▶ **ACTIVITY**
What you return must match the records word for word.

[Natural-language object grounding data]
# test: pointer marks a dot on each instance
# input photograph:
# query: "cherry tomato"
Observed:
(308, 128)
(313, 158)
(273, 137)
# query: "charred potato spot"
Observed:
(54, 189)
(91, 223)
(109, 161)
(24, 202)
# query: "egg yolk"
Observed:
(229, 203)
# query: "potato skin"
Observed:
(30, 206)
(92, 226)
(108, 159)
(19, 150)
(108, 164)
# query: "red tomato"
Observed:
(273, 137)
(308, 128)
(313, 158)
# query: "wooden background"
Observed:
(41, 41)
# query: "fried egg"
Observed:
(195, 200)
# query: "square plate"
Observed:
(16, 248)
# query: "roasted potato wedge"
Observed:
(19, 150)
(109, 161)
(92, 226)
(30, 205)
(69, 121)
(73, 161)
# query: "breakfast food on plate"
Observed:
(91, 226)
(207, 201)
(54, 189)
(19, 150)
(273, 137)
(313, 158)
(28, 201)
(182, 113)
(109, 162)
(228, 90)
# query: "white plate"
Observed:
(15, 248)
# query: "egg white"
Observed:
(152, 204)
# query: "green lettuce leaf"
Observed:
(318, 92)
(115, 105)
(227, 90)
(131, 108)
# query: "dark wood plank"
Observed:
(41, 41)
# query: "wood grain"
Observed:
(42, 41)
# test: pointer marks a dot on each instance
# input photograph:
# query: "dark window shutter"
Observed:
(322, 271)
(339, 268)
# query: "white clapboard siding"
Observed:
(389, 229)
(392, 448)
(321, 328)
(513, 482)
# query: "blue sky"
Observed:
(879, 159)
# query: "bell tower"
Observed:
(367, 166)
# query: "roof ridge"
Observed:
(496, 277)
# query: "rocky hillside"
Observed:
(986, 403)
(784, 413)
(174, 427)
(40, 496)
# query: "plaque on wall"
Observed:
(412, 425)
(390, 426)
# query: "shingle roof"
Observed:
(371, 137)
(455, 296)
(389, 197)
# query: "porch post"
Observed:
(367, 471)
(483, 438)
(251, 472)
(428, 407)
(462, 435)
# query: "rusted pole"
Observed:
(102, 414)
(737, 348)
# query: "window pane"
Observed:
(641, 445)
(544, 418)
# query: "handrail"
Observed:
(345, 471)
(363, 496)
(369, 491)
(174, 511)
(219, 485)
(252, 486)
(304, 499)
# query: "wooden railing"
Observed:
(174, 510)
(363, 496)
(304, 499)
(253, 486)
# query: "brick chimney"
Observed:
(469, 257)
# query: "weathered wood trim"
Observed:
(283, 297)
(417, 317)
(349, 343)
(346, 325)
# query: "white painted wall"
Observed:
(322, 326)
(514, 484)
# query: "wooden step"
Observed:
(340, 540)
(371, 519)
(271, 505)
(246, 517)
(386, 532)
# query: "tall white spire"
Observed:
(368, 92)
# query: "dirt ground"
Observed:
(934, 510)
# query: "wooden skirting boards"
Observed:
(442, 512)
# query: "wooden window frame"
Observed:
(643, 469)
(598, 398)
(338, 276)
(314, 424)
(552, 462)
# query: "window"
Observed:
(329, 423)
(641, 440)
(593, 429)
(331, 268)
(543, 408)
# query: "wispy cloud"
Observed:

▶ **RESULT OF THIS EXERCISE**
# test: pointer marks a dot on each instance
# input photograph:
# query: "cherry tomato"
Observed:
(308, 128)
(313, 158)
(273, 137)
# query: "charred potato spot"
Observed:
(54, 189)
(91, 223)
(109, 161)
(24, 202)
# query: "egg yolk"
Observed:
(229, 203)
# query: "potato skin"
Observed:
(30, 206)
(92, 226)
(108, 159)
(19, 150)
(108, 164)
# query: "red tomato"
Observed:
(273, 137)
(308, 128)
(313, 158)
# query: "wooden background"
Observed:
(41, 41)
# query: "fried egg"
Observed:
(195, 200)
# query: "square plate"
Observed:
(16, 248)
# query: "roasted potato wedge"
Observed:
(19, 150)
(109, 161)
(92, 226)
(30, 205)
(69, 121)
(73, 161)
# query: "breakfast food on plate"
Observed:
(91, 226)
(207, 201)
(54, 189)
(19, 150)
(273, 137)
(313, 158)
(28, 201)
(182, 113)
(109, 162)
(228, 90)
# query: "white plate"
Observed:
(15, 248)
# query: "egg white"
Observed:
(152, 204)
# query: "green lettuce leaf"
Observed:
(318, 92)
(115, 105)
(227, 90)
(131, 108)
# query: "dark wood plank"
Observed:
(41, 41)
# query: "wood grain"
Observed:
(42, 41)
# test: pointer marks a dot on each instance
# input photograph:
# query: "dark window shutter"
Observed:
(322, 271)
(339, 268)
# query: "white clapboard siding"
Observed:
(389, 229)
(392, 448)
(321, 328)
(513, 482)
# query: "blue sky"
Observed:
(879, 159)
# query: "bell tower"
Observed:
(367, 166)
# query: "roof ridge"
Observed:
(496, 277)
# query: "rocky hillside"
Observed:
(986, 403)
(784, 413)
(174, 427)
(40, 496)
# query: "plaque on wall"
Observed:
(412, 425)
(390, 426)
# query: "shingle roof"
Observed:
(371, 137)
(455, 296)
(389, 197)
# query: "porch post"
Observed:
(367, 471)
(483, 438)
(251, 472)
(428, 407)
(462, 435)
# query: "rusted pole"
Observed:
(102, 414)
(737, 348)
# query: "window pane"
Observed:
(641, 445)
(544, 418)
# query: "handrail"
Observed:
(345, 471)
(363, 496)
(369, 491)
(174, 511)
(219, 485)
(252, 486)
(304, 499)
# query: "wooden railing"
Observed:
(174, 510)
(363, 496)
(304, 499)
(253, 486)
# query: "brick chimney"
Observed:
(469, 257)
# query: "weathered wood trim"
Observed:
(283, 297)
(417, 317)
(349, 343)
(346, 325)
# query: "white painted wall"
Observed:
(322, 326)
(514, 484)
# query: "wooden step"
Observed:
(340, 540)
(371, 519)
(271, 505)
(246, 517)
(386, 532)
# query: "tall white spire"
Observed:
(368, 92)
# query: "dirt ground"
Observed:
(934, 510)
# query: "wooden skirting boards"
Observed:
(442, 512)
# query: "wooden window frame"
Observed:
(643, 469)
(598, 398)
(338, 276)
(314, 424)
(552, 462)
# query: "window"
Observed:
(329, 423)
(641, 440)
(593, 429)
(331, 268)
(543, 408)
# query: "wispy cloud"
Observed:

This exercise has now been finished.